En el centro y sur de la provincia de Huesca; en las Cinco Villas y la Ribera del Ebro, en la provincia de Zaragoza, están previstas rachas máximas de 80 kilómetros por hora entre las 10.00 del 16 de diciembre y las 00.00 del 17 de diciembre. 

 En la Ibérica zaragozana, las previsiones apuntan a rachas máximas de 100 kilómetros por hora entre las 16.00 del 16 de diciembre y las 00.00 del 17 de diciembre. 


 El temporal en el Cantábrico

 El temporal de viento, que recorre la cornisa cantábrica con olas superiores a los ocho metros y que ha causado cuatro heridos, abandonará a partir de esta noche la costa para adentrarse en el interior con fuertes rachas de viento que pueden alcanzar, en algunas zonas del País Vasco, los 180 km/h. 

 El nivel de alerta ha descendido de rojo a naranja en la cornisa noroeste por fuertes vientos costeros, excepto en Cantabria, donde permanece activada la alerta roja y así se mantendrá hasta este viernes, cuando está previsto que la situación mejore en el litoral, si bien la alerta se extenderá al interior de Galicia, Asturias, Cantabria y el País Vasco, donde se esperan rachas de viento de hasta 180 km/h. 

 Sin embargo, durante la mañana de este jueves las protagonistas han sido las olas, que en el Paseo Nuevo de San Sebastián han causado heridas en una pierna a un hombre cuando observaba romper las olas en el paseo marítimo, cuyo mobiliario urbano ha sufrido diversos daños. 

 A esta zona, que se encuentra cerrada al tránsito de vehículos y peatones, han accedido indebidamente otras dos personas que han sufrido las consecuencias del fuerte oleaje y que han tenido que ser atendidas por facultativos de la DYA, según han informado fuentes municipales. 

 El fuerte temporal de mar de fondo, con olas de hasta nueve metros, ha impedido también que la flota gallega saliera a faenar, por segundo día consecutivo. 

 Los barcos más afectados son los de pesca en la modalidad de cerco, que permanecen en puerto tanto en Vigo como en A Guarda, donde la inactividad es total, y Cambados, donde sí han salido a faenar los marisqueros y los pesqueros de bajura. 

 También la flota marisquera es la única que tiene actividad en la costa de Pontevedra, mientras que en la comarca pesquera de A Mariña de Lugo toda la flota con base en los puertos de Celeiro (Viveiro) y Burela sigue amarrada. 

 A pesar de que el nivel de alerta bajó a naranja, fuentes de la Cofradía de Pescadores de Celeiro informaron a de que ningún barco ha salido al mar, ni siquiera las pequeñas embarcaciones de bajura que ayer se atrevieron a faenar en la ría de Viveiro.
+-------+
## Tareas
a – Indica si cada una de estas afirmaciones coincide con el texto sobre el temporal y cita literalmente las palabras que lo deciden: (i) en la Ibérica zaragozana se prevén rachas máximas de 100 kilómetros por hora; (ii) en Cantabria la alerta ha bajado de rojo a naranja; (iii) en Cambados los marisqueros no han salido a faenar.
b – Enumera todas las comunidades a cuyo interior, según el texto sobre el temporal, se extenderá la alerta.
c – Retoma el texto sobre el temporal y continúalo a partir de su última oración.
El material no interviene en nada de esto.
+-------+
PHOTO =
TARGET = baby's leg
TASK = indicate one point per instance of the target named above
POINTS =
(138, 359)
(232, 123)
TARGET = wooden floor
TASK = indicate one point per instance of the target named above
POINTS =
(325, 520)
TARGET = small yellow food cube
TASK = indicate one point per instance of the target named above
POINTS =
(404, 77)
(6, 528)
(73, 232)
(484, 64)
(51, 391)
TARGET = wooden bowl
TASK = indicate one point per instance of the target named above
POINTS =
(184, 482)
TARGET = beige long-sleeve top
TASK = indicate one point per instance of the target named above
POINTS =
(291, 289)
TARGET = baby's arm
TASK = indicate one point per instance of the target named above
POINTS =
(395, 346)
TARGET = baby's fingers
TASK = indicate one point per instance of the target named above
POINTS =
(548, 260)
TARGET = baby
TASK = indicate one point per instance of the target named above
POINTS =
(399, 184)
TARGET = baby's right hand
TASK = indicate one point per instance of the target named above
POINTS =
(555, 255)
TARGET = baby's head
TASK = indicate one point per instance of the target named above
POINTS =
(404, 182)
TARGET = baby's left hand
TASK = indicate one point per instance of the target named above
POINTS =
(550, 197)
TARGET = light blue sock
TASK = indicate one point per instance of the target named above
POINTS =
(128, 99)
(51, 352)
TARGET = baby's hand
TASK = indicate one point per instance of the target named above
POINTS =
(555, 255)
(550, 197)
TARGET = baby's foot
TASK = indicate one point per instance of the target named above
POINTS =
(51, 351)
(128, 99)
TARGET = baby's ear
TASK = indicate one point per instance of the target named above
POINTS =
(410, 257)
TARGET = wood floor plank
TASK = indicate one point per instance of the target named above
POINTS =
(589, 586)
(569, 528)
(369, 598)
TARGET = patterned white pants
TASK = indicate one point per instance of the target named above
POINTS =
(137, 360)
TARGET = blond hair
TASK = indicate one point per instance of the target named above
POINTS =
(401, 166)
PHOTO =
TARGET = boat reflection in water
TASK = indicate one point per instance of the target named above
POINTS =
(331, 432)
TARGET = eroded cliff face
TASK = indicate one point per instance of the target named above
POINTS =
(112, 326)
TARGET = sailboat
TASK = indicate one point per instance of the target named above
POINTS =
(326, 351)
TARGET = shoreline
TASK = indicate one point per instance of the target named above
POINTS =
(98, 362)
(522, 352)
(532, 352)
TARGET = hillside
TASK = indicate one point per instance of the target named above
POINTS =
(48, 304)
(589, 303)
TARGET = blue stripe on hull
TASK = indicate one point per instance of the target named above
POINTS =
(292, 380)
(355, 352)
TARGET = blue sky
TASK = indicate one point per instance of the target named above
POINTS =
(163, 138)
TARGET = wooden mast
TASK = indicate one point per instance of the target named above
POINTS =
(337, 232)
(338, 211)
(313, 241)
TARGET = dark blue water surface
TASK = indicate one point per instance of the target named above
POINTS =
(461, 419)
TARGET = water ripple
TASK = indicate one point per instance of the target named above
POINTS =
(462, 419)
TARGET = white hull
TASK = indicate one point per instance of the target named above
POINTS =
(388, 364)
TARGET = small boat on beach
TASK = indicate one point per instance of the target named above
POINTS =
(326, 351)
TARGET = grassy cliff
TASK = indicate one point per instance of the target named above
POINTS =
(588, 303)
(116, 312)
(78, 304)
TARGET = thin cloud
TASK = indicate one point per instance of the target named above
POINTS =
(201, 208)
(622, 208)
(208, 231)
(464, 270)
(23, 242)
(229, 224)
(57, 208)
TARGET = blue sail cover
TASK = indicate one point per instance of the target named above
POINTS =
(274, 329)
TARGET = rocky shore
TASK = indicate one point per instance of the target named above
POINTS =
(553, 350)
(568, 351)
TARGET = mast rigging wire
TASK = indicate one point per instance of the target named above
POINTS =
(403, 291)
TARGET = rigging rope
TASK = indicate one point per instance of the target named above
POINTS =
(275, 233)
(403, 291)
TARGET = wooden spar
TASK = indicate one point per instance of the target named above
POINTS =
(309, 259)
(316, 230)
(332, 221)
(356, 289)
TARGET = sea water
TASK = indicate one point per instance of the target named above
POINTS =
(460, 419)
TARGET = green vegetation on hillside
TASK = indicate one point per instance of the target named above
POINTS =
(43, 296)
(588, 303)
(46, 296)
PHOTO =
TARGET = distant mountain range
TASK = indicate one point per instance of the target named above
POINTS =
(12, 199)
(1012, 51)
+-------+
## Respuestas
a –
(i) Sí: "En la Ibérica zaragozana, las previsiones apuntan a rachas máximas de 100 kilómetros por hora".
(ii) No: "excepto en Cantabria, donde permanece activada la alerta roja".
(iii) No: "Cambados, donde sí han salido a faenar los marisqueros y los pesqueros de bajura".

b – Galicia, Asturias, Cantabria y el País Vasco.

c –
 En Burela tampoco ha salido al mar ningún barco pesquero, ni siquiera los arrastreros, más preparados para soportar los temporales, y la actividad está totalmente "parada". 

 En Cantabria, un hombre de 50 años ha sido arrastrado por una ola entre las playas de Ris y Trengandin en Noja (Cantabria) y se ha roto una pierna. 

Fenómenos costeros adversos

 La Dirección General de Protección Civil ha activado la alerta roja por fenómenos costeros adversos entre las 12 y las 18 horas de este viernes cuando se espera mar arbolada con olas que alcanzarán los 9 metros de altura. 

 Además, la previsión de fuertes vientos también en tierra, con rachas que pueden superar los 100 kilómetros por hora, ha provocado la activación de la alerta naranja en el litoral. 

 En Asturias, la Agencia Estatal de Meteorología (AEMET) mantiene hasta el sábado a las 00.00 el aviso en nivel naranja por fenómenos costeros en toda la comunidad autónoma. 

 Las predicciones apuntan a que este temporal de viento costero se vaya trasladando, al final del día, hacia el interior de Galicia, Asturias, Cantabria y País Vasco. 

 Así, el Departamento de Interior del Gobierno Vasco ha decretado para mañana la alerta roja por viento y ha avisado de que las rachas más fuertes se pueden dar entre las 3 y las 12 horas del viernes, si bien el momento más crítico se espera que se produzca en torno a las 9 de la mañana. 

 Los pronósticos de la Agencia Vasca de Meteorología, Euskalmet, contemplan que las zonas que podrían verse afectadas por los efectos del viento serán las más expuestas de la margen izquierda del Nervión, Uribe Kosta, Encartaciones, Valle de Aiala y Matxitxako. 

 El resto de la Comunidad estará en alerta naranja por vientos fuertes y las rachas podrían superar los 100 kilómetros por hora en cualquier punto de la Comunidad y los 140 en las zonas expuestas. 

 En Galicia, la alerta naranja se extenderá al interior a partir de esta noche, por vientos fuertes, especialmente en las zonas de A Mariña y la Montaña de Lugo, según informó la central de coordinación de emergencias del 112.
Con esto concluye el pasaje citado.